┌─ Records for this task

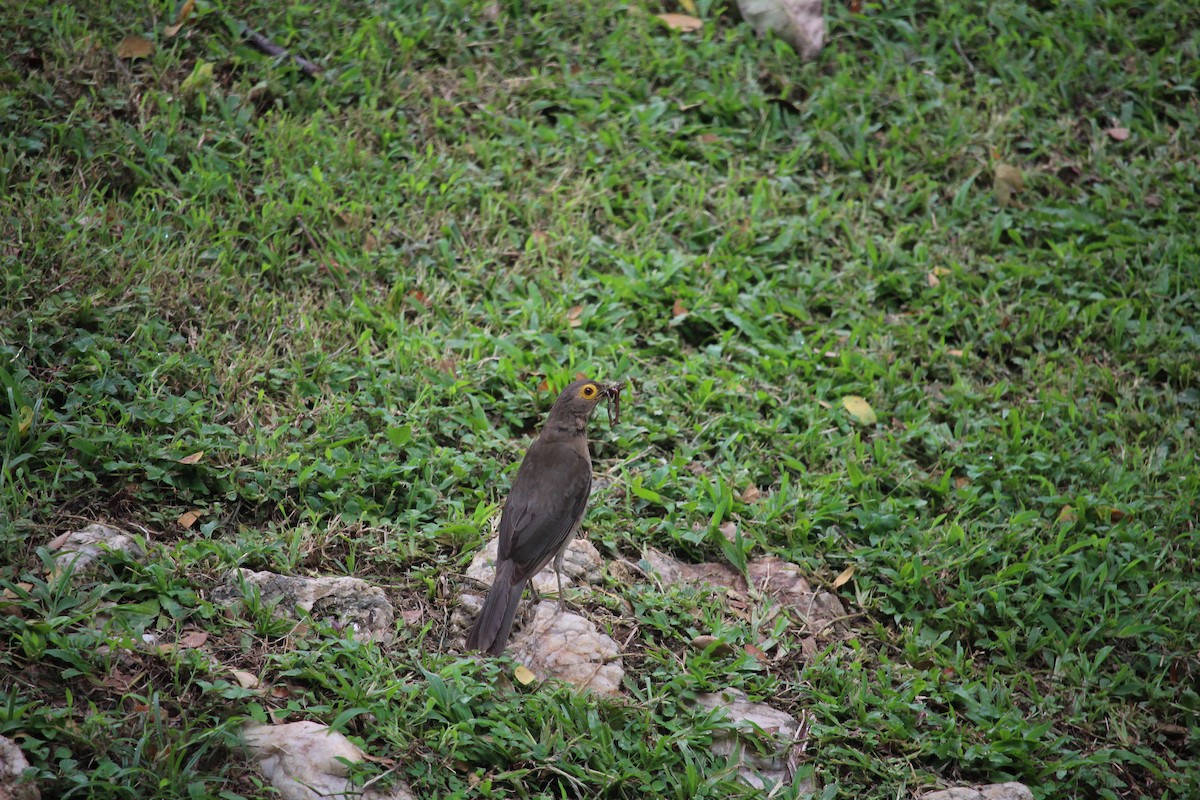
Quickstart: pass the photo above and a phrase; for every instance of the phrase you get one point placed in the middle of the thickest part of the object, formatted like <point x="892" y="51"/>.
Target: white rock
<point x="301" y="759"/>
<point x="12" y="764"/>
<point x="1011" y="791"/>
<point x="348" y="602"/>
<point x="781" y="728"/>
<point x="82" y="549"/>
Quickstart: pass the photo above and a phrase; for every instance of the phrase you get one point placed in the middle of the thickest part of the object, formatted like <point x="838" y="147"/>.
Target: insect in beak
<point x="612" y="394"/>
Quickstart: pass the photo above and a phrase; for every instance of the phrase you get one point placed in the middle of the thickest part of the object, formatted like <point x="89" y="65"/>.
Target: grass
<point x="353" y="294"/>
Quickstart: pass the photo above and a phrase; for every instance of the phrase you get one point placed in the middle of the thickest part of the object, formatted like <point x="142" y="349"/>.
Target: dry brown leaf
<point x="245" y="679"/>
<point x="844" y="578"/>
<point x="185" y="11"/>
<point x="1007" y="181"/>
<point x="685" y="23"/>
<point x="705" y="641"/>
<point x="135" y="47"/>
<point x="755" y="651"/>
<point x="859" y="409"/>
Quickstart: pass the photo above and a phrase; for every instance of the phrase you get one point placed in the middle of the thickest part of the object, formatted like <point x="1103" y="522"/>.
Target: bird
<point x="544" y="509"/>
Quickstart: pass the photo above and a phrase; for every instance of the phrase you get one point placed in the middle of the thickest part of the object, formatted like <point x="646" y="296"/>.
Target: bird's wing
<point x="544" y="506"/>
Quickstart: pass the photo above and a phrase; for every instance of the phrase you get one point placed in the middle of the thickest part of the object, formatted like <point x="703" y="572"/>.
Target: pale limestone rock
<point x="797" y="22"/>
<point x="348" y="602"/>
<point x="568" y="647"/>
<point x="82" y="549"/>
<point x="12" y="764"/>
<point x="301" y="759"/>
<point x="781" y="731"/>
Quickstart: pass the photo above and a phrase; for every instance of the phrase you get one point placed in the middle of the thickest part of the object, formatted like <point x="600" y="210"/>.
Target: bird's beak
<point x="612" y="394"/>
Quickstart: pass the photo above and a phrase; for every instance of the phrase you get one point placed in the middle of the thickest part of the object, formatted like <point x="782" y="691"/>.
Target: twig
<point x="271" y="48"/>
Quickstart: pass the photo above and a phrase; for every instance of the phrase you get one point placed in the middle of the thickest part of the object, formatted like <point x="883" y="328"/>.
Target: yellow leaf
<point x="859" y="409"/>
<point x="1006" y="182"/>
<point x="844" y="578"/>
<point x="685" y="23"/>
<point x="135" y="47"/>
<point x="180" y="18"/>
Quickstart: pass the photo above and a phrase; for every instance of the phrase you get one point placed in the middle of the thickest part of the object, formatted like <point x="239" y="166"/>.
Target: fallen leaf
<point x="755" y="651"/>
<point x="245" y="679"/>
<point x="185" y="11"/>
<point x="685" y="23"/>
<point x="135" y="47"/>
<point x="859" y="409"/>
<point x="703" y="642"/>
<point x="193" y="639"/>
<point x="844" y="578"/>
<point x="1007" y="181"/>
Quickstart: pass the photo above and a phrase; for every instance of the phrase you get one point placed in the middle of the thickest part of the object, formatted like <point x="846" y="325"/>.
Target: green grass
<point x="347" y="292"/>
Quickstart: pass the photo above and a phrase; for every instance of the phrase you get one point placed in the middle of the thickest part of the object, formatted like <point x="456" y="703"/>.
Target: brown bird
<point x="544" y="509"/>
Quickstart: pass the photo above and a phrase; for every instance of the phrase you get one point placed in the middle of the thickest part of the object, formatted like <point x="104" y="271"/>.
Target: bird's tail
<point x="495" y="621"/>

└─

▸ What you need to do
Once more, give the listing above exactly, leaving each picture out.

▸ Solution to the problem
Quickstart: pass the photo above and a phrase; for every instance of the phrase you get one point placed in the middle of the thickest part of the object, formatted like <point x="892" y="51"/>.
Target: white rock
<point x="301" y="759"/>
<point x="12" y="764"/>
<point x="1011" y="791"/>
<point x="348" y="602"/>
<point x="781" y="728"/>
<point x="82" y="549"/>
Quickstart: pass the photo above and a phrase; for every instance of the phrase you get one point placed in the middle of the thickest part of the object, formatted like <point x="838" y="147"/>.
Target: insect in beak
<point x="612" y="394"/>
Quickstart: pass the photo above and a phrase; for every instance of the phrase you get one point placed in the middle of the thickest part of the object, formatted like <point x="89" y="65"/>.
Target: grass
<point x="353" y="294"/>
Quickstart: pass the photo above and a phrase; for every instance of the phrase you get one point placed in the middle of the thickest part of the object, formatted like <point x="142" y="349"/>.
Target: dry brown leaf
<point x="245" y="679"/>
<point x="844" y="578"/>
<point x="185" y="11"/>
<point x="1007" y="181"/>
<point x="685" y="23"/>
<point x="705" y="641"/>
<point x="135" y="47"/>
<point x="755" y="651"/>
<point x="859" y="409"/>
Quickstart: pass the photo above and a phrase; for every instance of the phrase you get one point placed in the middle of the thickest part of the object, formatted like <point x="1103" y="522"/>.
Target: bird
<point x="544" y="509"/>
Quickstart: pass the photo above and a phrase; for every instance of the phrase you get one point placed in the middle of the thickest part of the object, formatted like <point x="646" y="296"/>.
Target: bird's wing
<point x="544" y="506"/>
Quickstart: pass the photo above and a phrase; for every instance of the phrase you get one point placed in the middle of the thickest part of the object, formatted like <point x="703" y="572"/>.
Target: pale limestone rock
<point x="797" y="22"/>
<point x="348" y="602"/>
<point x="568" y="647"/>
<point x="82" y="549"/>
<point x="12" y="764"/>
<point x="301" y="759"/>
<point x="781" y="731"/>
Quickstart: pass the photo above and a phrase; for every instance of the phrase you get one point placed in the middle of the thickest part of the object, formatted like <point x="600" y="210"/>.
Target: bird's beak
<point x="612" y="394"/>
Quickstart: pass the photo above and a phrase; for every instance of the phrase you get one point placed in the middle of the thickest part of the object, formatted like <point x="782" y="691"/>.
Target: twig
<point x="271" y="48"/>
Quickstart: pass the photo above and a phrase; for every instance of the phrase you get one point placed in the middle of the thickest part of the object, formatted like <point x="883" y="328"/>.
Target: yellow leaf
<point x="859" y="409"/>
<point x="1006" y="182"/>
<point x="844" y="578"/>
<point x="685" y="23"/>
<point x="135" y="47"/>
<point x="180" y="18"/>
Quickstart: pass the photo above and a phrase; for every instance of the phrase you get one point placed in the middle of the thickest part of the object, formatted like <point x="239" y="166"/>.
Target: fallen leaf
<point x="755" y="651"/>
<point x="245" y="679"/>
<point x="185" y="11"/>
<point x="685" y="23"/>
<point x="135" y="47"/>
<point x="859" y="409"/>
<point x="703" y="642"/>
<point x="193" y="639"/>
<point x="844" y="578"/>
<point x="1007" y="181"/>
Quickstart: pass the photo above and a phrase; for every instance of the phrase you get one point placed in the middle of the thickest part of the object, formatted like <point x="846" y="325"/>.
Target: green grass
<point x="347" y="292"/>
Quickstart: pass the photo above and a phrase; for every instance of the phrase you get one point placed in the middle of the thickest part of the object, formatted like <point x="456" y="703"/>.
Target: brown bird
<point x="544" y="509"/>
Quickstart: pass the photo above and a phrase; for every instance of the phrase you get one point placed in the middle of the thickest part of the object, formatted like <point x="104" y="271"/>.
Target: bird's tail
<point x="495" y="621"/>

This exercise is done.